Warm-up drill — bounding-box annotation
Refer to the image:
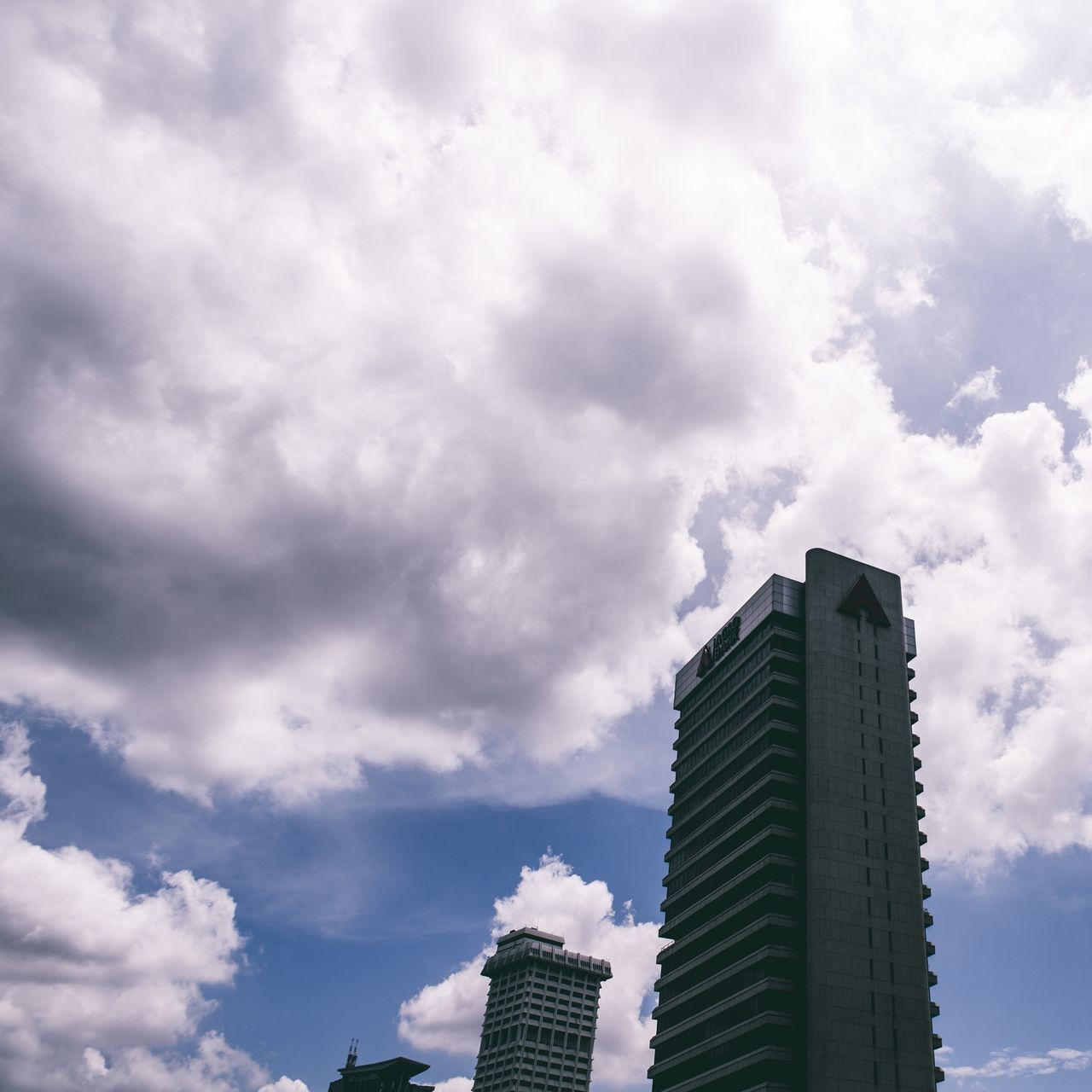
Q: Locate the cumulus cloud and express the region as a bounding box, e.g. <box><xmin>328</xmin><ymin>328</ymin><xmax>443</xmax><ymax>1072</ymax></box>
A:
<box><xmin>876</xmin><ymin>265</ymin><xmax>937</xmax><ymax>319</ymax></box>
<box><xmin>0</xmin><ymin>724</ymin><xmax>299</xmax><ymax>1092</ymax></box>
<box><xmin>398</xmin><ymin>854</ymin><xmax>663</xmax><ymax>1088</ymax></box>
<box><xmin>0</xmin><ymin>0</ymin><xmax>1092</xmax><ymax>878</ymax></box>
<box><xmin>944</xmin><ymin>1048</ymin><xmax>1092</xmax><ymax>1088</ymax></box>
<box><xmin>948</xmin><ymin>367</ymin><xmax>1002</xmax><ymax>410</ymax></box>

───

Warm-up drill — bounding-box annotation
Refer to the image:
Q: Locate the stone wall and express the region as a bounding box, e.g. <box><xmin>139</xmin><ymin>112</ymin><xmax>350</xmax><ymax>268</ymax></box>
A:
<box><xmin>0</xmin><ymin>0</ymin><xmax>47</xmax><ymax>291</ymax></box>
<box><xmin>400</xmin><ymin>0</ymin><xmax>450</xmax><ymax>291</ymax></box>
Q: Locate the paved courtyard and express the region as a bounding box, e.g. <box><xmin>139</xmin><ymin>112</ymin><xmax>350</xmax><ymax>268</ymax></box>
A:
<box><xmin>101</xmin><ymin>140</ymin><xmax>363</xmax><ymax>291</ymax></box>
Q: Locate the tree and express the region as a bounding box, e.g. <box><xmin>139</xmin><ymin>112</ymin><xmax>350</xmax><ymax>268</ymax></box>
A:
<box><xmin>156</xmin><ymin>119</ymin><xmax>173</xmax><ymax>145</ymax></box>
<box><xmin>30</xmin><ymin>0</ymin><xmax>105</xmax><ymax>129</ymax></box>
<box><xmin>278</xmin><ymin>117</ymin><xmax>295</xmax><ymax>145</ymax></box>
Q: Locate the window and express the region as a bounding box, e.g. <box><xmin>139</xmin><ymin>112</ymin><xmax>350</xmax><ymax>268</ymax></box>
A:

───

## Task to complete:
Pick out every line of the material above that contains the word "region", and copy each one.

## The response:
Q: Locate the cumulus cloud and express the region as a bounding box, e.g. <box><xmin>328</xmin><ymin>328</ymin><xmax>443</xmax><ymax>1072</ymax></box>
Q: Locate the stone wall and express the region as a bounding box, e.g. <box><xmin>139</xmin><ymin>112</ymin><xmax>350</xmax><ymax>268</ymax></box>
Q: Locate the paved courtyard and express the region as a bounding box, e.g. <box><xmin>139</xmin><ymin>112</ymin><xmax>350</xmax><ymax>268</ymax></box>
Q: Locate the tree and express the region as a bounding box, e.g. <box><xmin>139</xmin><ymin>112</ymin><xmax>350</xmax><ymax>268</ymax></box>
Q: Locate the window and express the region as a bounding box, e.g. <box><xmin>139</xmin><ymin>112</ymin><xmax>350</xmax><ymax>268</ymax></box>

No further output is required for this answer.